• [DATA IN THIS EXERCISE]:
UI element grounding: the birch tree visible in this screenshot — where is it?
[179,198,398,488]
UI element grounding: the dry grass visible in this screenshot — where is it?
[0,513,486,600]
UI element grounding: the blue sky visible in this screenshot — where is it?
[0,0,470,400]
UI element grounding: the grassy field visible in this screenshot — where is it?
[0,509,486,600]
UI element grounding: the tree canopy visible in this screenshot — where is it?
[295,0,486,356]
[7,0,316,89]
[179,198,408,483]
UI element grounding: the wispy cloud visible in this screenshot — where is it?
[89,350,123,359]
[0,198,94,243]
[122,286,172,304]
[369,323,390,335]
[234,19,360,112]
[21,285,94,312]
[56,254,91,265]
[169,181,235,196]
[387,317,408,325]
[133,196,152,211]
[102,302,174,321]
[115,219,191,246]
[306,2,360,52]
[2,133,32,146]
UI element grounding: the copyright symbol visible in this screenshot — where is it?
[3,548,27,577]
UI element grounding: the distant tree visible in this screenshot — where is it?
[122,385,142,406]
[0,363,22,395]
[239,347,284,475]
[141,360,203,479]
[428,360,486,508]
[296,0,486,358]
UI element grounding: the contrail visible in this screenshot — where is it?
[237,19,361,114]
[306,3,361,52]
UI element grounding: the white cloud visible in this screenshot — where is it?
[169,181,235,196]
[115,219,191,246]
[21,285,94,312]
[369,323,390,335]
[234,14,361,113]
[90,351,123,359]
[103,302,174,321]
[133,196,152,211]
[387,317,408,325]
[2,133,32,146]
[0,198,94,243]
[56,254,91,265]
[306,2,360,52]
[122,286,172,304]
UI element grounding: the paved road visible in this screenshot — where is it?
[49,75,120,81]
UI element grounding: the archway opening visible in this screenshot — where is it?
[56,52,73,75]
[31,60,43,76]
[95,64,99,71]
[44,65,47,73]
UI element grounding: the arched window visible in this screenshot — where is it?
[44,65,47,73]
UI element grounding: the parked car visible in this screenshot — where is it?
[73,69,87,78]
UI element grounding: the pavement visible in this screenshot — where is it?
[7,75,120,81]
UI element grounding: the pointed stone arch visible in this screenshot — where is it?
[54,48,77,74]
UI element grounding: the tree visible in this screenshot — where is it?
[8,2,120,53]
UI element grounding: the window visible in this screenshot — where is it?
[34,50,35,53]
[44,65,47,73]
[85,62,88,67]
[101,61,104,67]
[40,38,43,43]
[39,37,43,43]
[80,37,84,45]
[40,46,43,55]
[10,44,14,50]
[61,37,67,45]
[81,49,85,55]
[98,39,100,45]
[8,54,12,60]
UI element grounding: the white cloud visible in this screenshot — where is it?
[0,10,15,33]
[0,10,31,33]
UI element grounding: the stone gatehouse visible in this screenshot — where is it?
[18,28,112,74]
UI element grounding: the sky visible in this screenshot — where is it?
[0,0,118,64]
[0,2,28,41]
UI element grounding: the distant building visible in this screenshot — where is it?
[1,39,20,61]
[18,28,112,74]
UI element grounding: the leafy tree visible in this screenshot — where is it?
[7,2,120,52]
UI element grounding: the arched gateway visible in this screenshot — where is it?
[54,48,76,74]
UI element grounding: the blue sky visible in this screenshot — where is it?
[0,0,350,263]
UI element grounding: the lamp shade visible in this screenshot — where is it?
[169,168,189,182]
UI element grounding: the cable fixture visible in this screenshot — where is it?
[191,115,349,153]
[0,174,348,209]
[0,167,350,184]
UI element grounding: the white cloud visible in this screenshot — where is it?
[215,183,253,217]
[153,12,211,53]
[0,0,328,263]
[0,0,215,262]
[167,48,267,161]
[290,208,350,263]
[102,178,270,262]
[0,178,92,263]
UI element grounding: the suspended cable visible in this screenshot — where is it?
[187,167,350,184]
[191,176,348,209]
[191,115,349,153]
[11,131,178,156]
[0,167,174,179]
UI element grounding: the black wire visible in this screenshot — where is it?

• [YOUR GOAL]: Rescale the listing from the line containing "UI element grounding: the wispy" through the line containing "[7,75,120,81]", both ends included. Rewrite only those lines, request lines included and left unchanged, and multiply every bounding-box coordinate by 2.15, rounding each result to a whole number with halves rounded up.

• [RESPONSE TO THIS EXERCISE]:
UI element grounding: the wispy cloud visible in this screenshot — where is it?
[191,753,264,772]
[0,426,202,522]
[262,615,370,654]
[793,694,839,720]
[503,41,774,241]
[45,613,202,671]
[120,546,196,570]
[363,389,505,421]
[832,682,877,699]
[286,421,327,454]
[219,649,374,690]
[247,471,411,529]
[658,4,774,112]
[4,286,69,314]
UI element grounding: the copyright symbol visible in this screenshot — where is it?
[6,1178,58,1241]
UI element grounding: the distant tree visible in this screenshot — where is it?
[262,828,305,873]
[0,780,47,849]
[514,746,611,1021]
[303,774,436,1030]
[920,774,1045,1092]
[636,0,1045,770]
UI element grounding: the contrail visible in this screenshot — where is it?
[510,41,776,245]
[658,6,776,112]
UI element grounding: the white cloud visible in this screenshot — where is it?
[363,389,505,421]
[247,471,411,529]
[45,613,202,671]
[793,694,839,720]
[503,30,776,243]
[194,755,264,772]
[221,649,374,690]
[286,421,327,454]
[832,682,877,699]
[4,286,69,314]
[0,426,202,522]
[120,546,196,570]
[658,4,774,112]
[262,615,370,654]
UI element grounding: the paved road visible in this screenshot — where is it?
[105,161,258,174]
UI element grounding: the archway opening visible in this screenshot — where is it?
[120,112,157,161]
[67,129,92,163]
[204,138,213,153]
[95,140,101,157]
UI element grounding: the arched window visible in this screenshot — where is it?
[95,140,101,157]
UI element grounding: the parked car visible in this screenshot — where is it?
[157,148,187,168]
UI element grounding: the pavement visible in this screenshot — where is it?
[15,161,258,174]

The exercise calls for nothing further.